>> Begin Exercise data

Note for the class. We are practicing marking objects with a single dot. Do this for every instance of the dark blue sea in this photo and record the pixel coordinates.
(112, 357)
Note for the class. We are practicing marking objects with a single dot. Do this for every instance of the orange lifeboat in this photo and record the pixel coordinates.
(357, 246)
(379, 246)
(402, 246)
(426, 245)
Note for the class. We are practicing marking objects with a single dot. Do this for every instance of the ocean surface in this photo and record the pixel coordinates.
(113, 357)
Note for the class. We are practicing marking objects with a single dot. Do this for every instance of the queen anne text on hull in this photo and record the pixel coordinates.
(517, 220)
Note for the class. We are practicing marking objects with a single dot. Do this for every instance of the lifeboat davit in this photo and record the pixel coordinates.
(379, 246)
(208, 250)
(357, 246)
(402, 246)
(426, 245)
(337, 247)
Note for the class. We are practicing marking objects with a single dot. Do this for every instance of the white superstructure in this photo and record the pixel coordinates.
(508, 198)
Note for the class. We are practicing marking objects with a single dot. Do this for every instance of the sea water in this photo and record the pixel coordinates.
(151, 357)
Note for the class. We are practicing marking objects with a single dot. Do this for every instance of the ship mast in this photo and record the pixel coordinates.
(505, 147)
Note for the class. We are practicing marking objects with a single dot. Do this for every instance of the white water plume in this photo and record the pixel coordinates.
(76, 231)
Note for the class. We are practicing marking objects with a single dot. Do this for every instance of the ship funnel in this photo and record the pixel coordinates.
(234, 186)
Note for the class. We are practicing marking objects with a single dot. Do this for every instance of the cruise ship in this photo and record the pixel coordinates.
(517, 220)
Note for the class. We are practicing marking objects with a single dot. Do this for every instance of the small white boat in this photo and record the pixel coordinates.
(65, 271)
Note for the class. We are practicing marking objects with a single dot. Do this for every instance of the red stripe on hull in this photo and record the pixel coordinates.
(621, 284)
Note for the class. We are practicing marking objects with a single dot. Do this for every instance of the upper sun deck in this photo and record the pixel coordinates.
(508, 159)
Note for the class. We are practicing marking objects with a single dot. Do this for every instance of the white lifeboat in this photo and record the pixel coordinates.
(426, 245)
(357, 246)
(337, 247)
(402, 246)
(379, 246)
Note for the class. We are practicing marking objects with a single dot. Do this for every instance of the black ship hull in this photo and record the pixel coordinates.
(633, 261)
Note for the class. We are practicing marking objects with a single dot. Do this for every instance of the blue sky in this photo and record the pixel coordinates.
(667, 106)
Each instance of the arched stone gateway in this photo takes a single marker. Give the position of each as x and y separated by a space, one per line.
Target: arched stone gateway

>> End Exercise data

== Objective ==
Extract each entry in full, exactly as given.

== Final answer ==
Note for the class. We are practicing marking objects with a single dot. Do this for every instance of the dark blue sea in this photo and record the pixel coordinates.
(112, 357)
Note for the class. We are practicing marking objects with a single dot. Do this for every instance of the orange lifeboat in this photo and record the pixel coordinates.
(357, 246)
(379, 246)
(402, 246)
(426, 245)
Note for the class. We are practicing marking objects with a single dot. Do this for every instance of the ocean surface in this photo and record the pixel coordinates.
(113, 357)
Note for the class. We are practicing marking objects with a single dot. Do this for every instance of the queen anne text on hull in this photo and record the pixel coordinates.
(517, 220)
Note for the class. We are practicing marking objects with a single dot. Do this for every instance of the lifeboat davit in this photo and record the pixel coordinates.
(379, 246)
(208, 250)
(357, 246)
(402, 246)
(426, 245)
(337, 247)
Note for the class. We are practicing marking objects with a single dot. Do this for every instance of the white superstructure in this photo and record the pixel coordinates.
(508, 198)
Note for the class. We are practicing marking objects with a single dot. Do this for every instance of the sea water in this photo and record the pixel coordinates.
(151, 357)
Note for the class. We are practicing marking objects with a single dot. Do this for every instance of the ship mast in this photo and record the pixel coordinates.
(505, 147)
Note for the class. We are practicing marking objects with a single dot. Do this for every instance of the white water plume in this photo and record the pixel coordinates.
(76, 231)
Note for the class. We are practicing marking objects with a single dot. Do this for every instance of the ship funnel in this photo and record the pixel coordinates.
(234, 186)
Note for the class. We are practicing marking objects with a single dot. Do this for every instance of the cruise ship in this photo and record the pixel coordinates.
(517, 220)
Note for the class. We are practicing marking objects with a single dot. Do this for every instance of the small white boat in this photo and record the pixel coordinates.
(65, 271)
Note for the class. We are practicing marking objects with a single dot. Do this for every instance of the red stripe on hull in this photo and record the pixel coordinates.
(621, 284)
Note for the class. We are practicing marking objects with a single dot. Do this for every instance of the upper sun deck in this photo and record the pixel coordinates.
(508, 159)
Note for the class. We are practicing marking objects with a single dot. Do this for every instance of the white lifeboat in this photo and record the pixel coordinates.
(426, 245)
(357, 246)
(337, 247)
(402, 246)
(379, 246)
Note for the class. We are practicing marking objects with a single dot. Do this for every instance of the black ship hull in this photo and record the pixel coordinates.
(633, 261)
Note for the class. We are practicing marking objects with a single dot. Do this for every instance of the blue sky in this photo and record the pixel coordinates.
(667, 106)
Each instance of the arched stone gateway in this photo takes a single marker. Give the position of each as x and y separated by a space, one per line.
Target: arched stone gateway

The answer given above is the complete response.